**Instructions to follow:** In the thread about the Coral TPU driver, decide whether each statement below agrees with it. Answer yes or no for each, quoting the words that settle it. 1. The original gasket driver was archived on April 18, 2026. 2. The Coral TPU driver works on Linux kernels newer than 6.2. 3. One commenter names 6th gen Intel as the bare minimum CPU.

**Source excerpt:**
[BEGIN]

The Coral TPU driver has basically been abandoned by Google so if you are running a Linux kernel newer than 6.2 it will not function.
https://github.com/google/gasket-driver is the original driver which was archived on April 18, 2026
You can try the driver https://github.com/feranick/gasket-driver or https://github.com/dude84/gasket-driver-coral or search through the forks of the original gasket-dkms driver https://github.com/google/gasket-driver/forks
So in the future your options are to pin your kernel to 6.2, upgrade your hardware, hope that someone will keep a gasket-dkms fork updated for newer kernel versions, or make your own fork to do so yourself.
Glad Google decided to kill this before I got one for frigate lol
What is a good m. 2 alternative? I was looking to use my old rx580 but it appears that rocm dropped support for it
Perhaps the RX580 is usable via Vulkan? I tried Vulkan with llama.cpp on a R9700 recently and it was generally faster than ROCm.
There aren’t any. Nobody is manufacting or developing for these devices because they’re slower than the rest of the hardware you already have, see e.g. https://reddit.com/r/frigate_nvr/comments/1os24t4/has_anyone_successfully_used_the_google_coral_m2/
Your CPU is probably good enough for some stuff like openvino, if it’s at all recent. 6th gen Intel is the bare minimum, but obviously newer is better. Or, sell that card and buy a new one. I do, unfortunately, recommend nvidia, since that’s what the vast majority of developers are targeting.
Technology websites should just add a top level menu - “Google Abandoned”
Man, why did they buy Tenor just to kill it?
What the fuck.
Common pattern - the acqui-hire.
“These people are working in a problem area that we want to do better in. We’ll buy their company for their expertise.”
Whether they keep existing products or not is not a major factor in the decision and gets evaluated later. Often, because they want the people working on something new the existing products are put into maintenance mode or shut down.

[END]

**Dataset extract:**
[BEGIN]

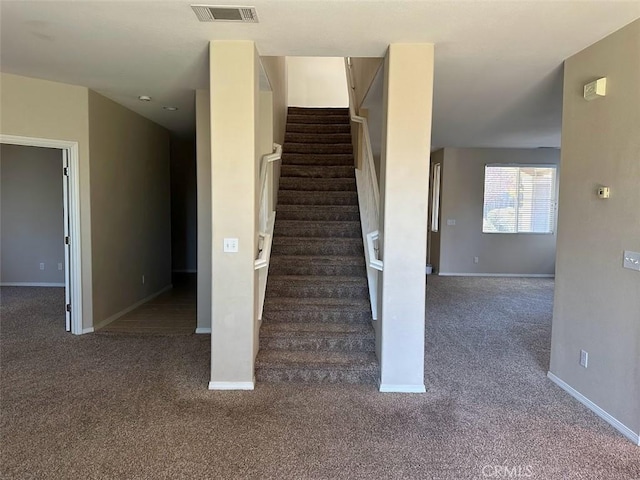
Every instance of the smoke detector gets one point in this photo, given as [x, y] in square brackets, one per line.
[221, 13]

[END]

**Task output:**
1. Yes: "the original driver which was archived on April 18, 2026"
2. No: "if you are running a Linux kernel newer than 6.2 it will not function"
3. Yes: "6th gen Intel is the bare minimum"